Point-per-instance localization data:
————————

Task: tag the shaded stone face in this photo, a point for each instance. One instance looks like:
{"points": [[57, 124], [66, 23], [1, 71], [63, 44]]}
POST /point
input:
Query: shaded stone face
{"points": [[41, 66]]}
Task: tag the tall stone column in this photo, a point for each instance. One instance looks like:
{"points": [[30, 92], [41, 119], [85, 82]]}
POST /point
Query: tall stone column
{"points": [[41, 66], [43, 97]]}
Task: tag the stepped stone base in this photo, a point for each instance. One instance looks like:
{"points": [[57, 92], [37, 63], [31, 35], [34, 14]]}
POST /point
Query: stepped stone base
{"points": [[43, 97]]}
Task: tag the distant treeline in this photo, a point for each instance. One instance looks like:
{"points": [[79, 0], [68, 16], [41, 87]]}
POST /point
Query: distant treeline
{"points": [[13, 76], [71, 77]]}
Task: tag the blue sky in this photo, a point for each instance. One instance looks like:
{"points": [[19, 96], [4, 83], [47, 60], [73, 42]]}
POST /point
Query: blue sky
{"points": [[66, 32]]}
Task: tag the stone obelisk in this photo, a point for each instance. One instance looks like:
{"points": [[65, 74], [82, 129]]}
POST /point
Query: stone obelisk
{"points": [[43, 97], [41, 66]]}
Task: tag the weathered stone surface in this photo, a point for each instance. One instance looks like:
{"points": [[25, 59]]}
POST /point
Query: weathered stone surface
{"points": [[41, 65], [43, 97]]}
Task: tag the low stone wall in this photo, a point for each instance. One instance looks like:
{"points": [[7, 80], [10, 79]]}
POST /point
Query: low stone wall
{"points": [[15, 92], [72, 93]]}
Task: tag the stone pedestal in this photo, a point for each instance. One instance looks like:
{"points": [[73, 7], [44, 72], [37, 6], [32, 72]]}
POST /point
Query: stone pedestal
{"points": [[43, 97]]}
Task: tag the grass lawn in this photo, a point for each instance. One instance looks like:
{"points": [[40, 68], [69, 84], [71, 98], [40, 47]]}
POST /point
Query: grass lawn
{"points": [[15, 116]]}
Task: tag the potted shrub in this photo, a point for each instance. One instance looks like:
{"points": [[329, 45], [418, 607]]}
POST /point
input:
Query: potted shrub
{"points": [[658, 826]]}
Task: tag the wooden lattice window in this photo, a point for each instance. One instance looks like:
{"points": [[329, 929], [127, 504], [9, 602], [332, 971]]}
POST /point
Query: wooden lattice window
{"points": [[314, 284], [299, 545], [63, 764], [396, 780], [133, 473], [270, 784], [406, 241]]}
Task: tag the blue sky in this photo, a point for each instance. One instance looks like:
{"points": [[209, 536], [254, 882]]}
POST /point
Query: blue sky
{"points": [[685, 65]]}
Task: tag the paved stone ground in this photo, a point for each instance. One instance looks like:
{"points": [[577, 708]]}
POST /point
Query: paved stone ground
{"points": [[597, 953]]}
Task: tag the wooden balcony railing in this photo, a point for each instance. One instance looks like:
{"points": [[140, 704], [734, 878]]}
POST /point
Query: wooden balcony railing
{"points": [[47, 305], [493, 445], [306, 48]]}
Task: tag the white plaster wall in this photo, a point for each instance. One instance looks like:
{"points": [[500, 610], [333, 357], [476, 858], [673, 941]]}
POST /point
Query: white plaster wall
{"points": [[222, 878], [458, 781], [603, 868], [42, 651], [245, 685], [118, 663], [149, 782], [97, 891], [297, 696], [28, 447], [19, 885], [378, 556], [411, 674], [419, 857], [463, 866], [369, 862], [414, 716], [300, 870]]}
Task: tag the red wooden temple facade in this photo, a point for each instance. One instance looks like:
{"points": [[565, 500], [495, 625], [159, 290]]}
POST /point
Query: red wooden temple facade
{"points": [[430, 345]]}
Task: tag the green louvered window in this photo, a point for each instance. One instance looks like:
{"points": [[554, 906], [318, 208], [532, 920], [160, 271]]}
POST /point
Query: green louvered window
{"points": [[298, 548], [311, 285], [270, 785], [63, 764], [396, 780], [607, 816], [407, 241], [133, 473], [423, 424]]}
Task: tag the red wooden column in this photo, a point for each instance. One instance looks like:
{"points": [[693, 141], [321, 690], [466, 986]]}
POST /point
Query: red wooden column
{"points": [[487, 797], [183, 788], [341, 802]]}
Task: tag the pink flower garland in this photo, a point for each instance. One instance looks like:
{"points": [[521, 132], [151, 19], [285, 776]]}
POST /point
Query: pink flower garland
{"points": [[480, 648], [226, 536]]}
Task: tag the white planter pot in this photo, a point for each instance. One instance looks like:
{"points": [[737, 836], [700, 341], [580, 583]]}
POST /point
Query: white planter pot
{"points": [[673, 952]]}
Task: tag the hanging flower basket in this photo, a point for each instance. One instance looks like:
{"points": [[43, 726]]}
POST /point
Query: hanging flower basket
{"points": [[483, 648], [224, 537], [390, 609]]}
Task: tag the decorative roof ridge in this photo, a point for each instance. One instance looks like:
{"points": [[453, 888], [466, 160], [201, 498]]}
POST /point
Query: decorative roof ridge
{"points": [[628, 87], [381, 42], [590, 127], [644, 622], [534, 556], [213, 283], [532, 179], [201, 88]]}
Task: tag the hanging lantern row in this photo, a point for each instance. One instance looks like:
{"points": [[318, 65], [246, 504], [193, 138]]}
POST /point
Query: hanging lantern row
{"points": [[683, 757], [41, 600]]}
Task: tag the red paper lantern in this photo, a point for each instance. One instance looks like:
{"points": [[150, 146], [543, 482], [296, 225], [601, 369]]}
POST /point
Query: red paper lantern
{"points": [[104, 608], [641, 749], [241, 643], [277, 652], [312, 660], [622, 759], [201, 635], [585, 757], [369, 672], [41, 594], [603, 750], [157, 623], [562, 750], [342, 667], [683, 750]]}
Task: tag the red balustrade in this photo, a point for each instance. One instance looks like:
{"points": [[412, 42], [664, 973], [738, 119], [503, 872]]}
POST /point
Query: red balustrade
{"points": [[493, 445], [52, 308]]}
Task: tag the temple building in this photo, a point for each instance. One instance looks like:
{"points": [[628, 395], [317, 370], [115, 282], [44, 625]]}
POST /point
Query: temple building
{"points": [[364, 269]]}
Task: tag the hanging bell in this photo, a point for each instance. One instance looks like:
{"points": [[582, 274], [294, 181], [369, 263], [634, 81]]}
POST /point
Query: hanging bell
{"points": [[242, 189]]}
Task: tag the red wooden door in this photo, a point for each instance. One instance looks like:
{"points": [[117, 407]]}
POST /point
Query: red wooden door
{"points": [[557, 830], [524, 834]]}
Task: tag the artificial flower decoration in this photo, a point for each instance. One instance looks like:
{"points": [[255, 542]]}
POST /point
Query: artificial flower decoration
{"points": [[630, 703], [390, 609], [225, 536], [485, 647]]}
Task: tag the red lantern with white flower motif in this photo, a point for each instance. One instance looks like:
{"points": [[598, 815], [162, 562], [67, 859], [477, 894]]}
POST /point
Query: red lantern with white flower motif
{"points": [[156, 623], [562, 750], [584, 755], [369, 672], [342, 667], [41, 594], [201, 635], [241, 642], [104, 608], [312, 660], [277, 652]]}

————————

WHAT YOU ARE ASKED TO DO: After reading through the records, retype all of them exactly.

EXERCISE ANSWER:
Task: tag the shaded stone face in this photo, a point for each instance. One instance looks like:
{"points": [[57, 124], [66, 23], [1, 71], [63, 44]]}
POST /point
input:
Query: shaded stone face
{"points": [[41, 66]]}
Task: tag the tall stone column in this photo, a point for each instance. One instance looks like:
{"points": [[30, 92], [41, 119], [85, 82]]}
POST /point
Query: tall stone column
{"points": [[41, 66], [43, 97]]}
Task: tag the stepped stone base in this photo, a point for each instance. One instance looks like:
{"points": [[57, 92], [37, 63], [31, 35], [34, 14]]}
POST /point
Query: stepped stone base
{"points": [[43, 97]]}
Task: tag the distant treeline in this photo, a point for each instance. One instance looks like:
{"points": [[79, 0], [68, 16], [41, 87]]}
POST /point
Query: distant treeline
{"points": [[13, 76], [71, 77]]}
Task: tag the blue sky in this photo, a point for each instance. One instance looks like:
{"points": [[19, 96], [4, 83], [47, 60], [73, 42]]}
POST /point
Query: blue sky
{"points": [[66, 32]]}
Task: tag the stone obelisk in this photo, a point for each instance. One instance looks like:
{"points": [[65, 74], [82, 129]]}
POST /point
Query: stone obelisk
{"points": [[43, 97], [41, 66]]}
Task: tag the weathered stone surface in this photo, a point for each instance. One instance looks like:
{"points": [[25, 59]]}
POST /point
Query: weathered stone surface
{"points": [[41, 65], [43, 97]]}
Task: tag the low stone wall in this photo, a point for each instance. One instance looks like:
{"points": [[7, 80], [10, 79]]}
POST /point
Query: low stone wall
{"points": [[15, 92], [72, 93]]}
Task: tag the stone pedestal in this photo, a point for each instance. One instance looks like:
{"points": [[73, 7], [44, 72], [37, 6], [32, 72]]}
POST /point
Query: stone pedestal
{"points": [[43, 97]]}
Task: tag the grass lawn in this photo, a point for each instance. One instance looks like:
{"points": [[40, 68], [69, 84], [71, 98], [40, 47]]}
POST /point
Query: grass lawn
{"points": [[15, 116]]}
Task: tag the potted shrub in this photo, a point for each instance. One instance looks like:
{"points": [[329, 45], [418, 607]]}
POST /point
input:
Query: potted shrub
{"points": [[658, 826]]}
Task: tag the wooden lattice window in this photo, a point for each instance. One instance looks like:
{"points": [[329, 929], [127, 504], [9, 602], [332, 971]]}
POST /point
Query: wooden lattice window
{"points": [[314, 284], [299, 545], [63, 764], [396, 780], [133, 473], [270, 784], [406, 241]]}
Task: tag the blue sky in this photo, a point for each instance. One instance looks like:
{"points": [[209, 536], [254, 882]]}
POST /point
Query: blue sky
{"points": [[685, 65]]}
Task: tag the paved stone ground in this photo, a point for each instance. One instance looks like:
{"points": [[577, 708]]}
POST /point
Query: paved stone ground
{"points": [[597, 953]]}
Task: tag the wooden balcony railing in this photo, a point for each instance. One instance looks like:
{"points": [[140, 704], [734, 878]]}
POST /point
Query: wooden balcony railing
{"points": [[47, 305], [493, 445], [306, 48]]}
Task: tag the white plaster wall in this photo, a point for each instance. One instance looks like:
{"points": [[500, 610], [333, 357], [476, 858], [673, 941]]}
POST /point
Query: white plaster wall
{"points": [[222, 878], [458, 781], [603, 868], [42, 651], [245, 685], [118, 663], [149, 782], [97, 891], [297, 696], [28, 447], [19, 885], [378, 556], [411, 674], [419, 857], [463, 866], [369, 862], [414, 716], [300, 870]]}
Task: tag the red wooden temple facade in this photo, a point for each instance. One instance looks like:
{"points": [[565, 500], [495, 625], [159, 290]]}
POST /point
Query: red wooden temple facade
{"points": [[430, 345]]}
Task: tag the green louvered window in this photo, a point for each instance. One instance looks like:
{"points": [[554, 906], [318, 208], [532, 920], [160, 271]]}
POST /point
Query: green louvered window
{"points": [[298, 548], [311, 285], [270, 785], [63, 764], [396, 780], [607, 816], [407, 241], [133, 473], [423, 424]]}
Task: tag the red wooden column in this photo, a point for each instance. One instance looks like:
{"points": [[693, 141], [321, 690], [466, 986]]}
POST /point
Query: red wooden column
{"points": [[487, 797], [183, 788], [341, 802]]}
Task: tag the pink flower garland in this photo, a point for each instance. One instance looks like:
{"points": [[521, 132], [151, 19], [285, 776]]}
POST /point
Query: pink flower garland
{"points": [[480, 648], [226, 536]]}
Task: tag the white planter pot in this photo, a point for each instance. One instance looks like:
{"points": [[737, 836], [700, 341], [580, 583]]}
POST /point
Query: white planter pot
{"points": [[673, 952]]}
Task: tag the hanging flower basket in this photo, a point for each instance. One instance looks like:
{"points": [[43, 726]]}
POST /point
Query: hanging flower basket
{"points": [[483, 648], [224, 537], [390, 609]]}
Task: tag the decorative roof ridge in this photo, a point for each instance. One instance looks like:
{"points": [[453, 888], [466, 160], [201, 498]]}
POST /point
Query: decorative roof ridge
{"points": [[628, 87], [381, 42], [590, 127], [644, 622], [534, 556], [213, 283], [532, 179], [201, 88]]}
Task: tag the hanging lantern row in this photo, a point for each instance. One instance looks like:
{"points": [[318, 65], [246, 504], [193, 138]]}
POST /point
Query: hanging lantern row
{"points": [[683, 757], [41, 600]]}
Task: tag the red paper lantern in this photo, a point for each instance. One instance looks like:
{"points": [[150, 146], [543, 482], [296, 225], [601, 369]]}
POST /point
Query: red paper lantern
{"points": [[104, 608], [641, 749], [241, 643], [277, 652], [312, 660], [622, 759], [201, 635], [585, 757], [369, 672], [41, 594], [603, 750], [157, 623], [562, 750], [342, 667], [683, 750]]}
Task: tag the red balustrade in this photo, a point for each instance. One instance looks like:
{"points": [[412, 42], [664, 973], [738, 119], [503, 872]]}
POST /point
Query: red balustrade
{"points": [[493, 445], [52, 308]]}
Task: tag the temple building in this photo, a point for each instance. One instance looks like:
{"points": [[628, 395], [317, 370], [115, 282], [44, 625]]}
POST /point
Query: temple building
{"points": [[364, 269]]}
Task: tag the hanging bell in this photo, a point for each instance. One instance looks like:
{"points": [[582, 274], [294, 181], [369, 263], [634, 81]]}
POST /point
Query: hanging bell
{"points": [[242, 189]]}
Task: tag the red wooden door in this photo, a point for each instance. One instance looks like:
{"points": [[117, 407]]}
POST /point
Query: red wooden door
{"points": [[557, 830], [524, 834]]}
Task: tag the artificial flower decoration in this photo, a point for each instance. One instance looks like:
{"points": [[255, 542]]}
POST /point
Query: artificial flower decoration
{"points": [[630, 703], [390, 609], [225, 536], [485, 647]]}
Task: tag the red lantern with white flower motif in this photo, a point for each instance. One instance looks like:
{"points": [[598, 815], [162, 562], [67, 859], [477, 894]]}
POST /point
Query: red lantern with white flower motif
{"points": [[156, 623], [562, 750], [584, 755], [369, 672], [342, 667], [41, 594], [201, 635], [241, 642], [104, 608], [312, 660], [277, 652]]}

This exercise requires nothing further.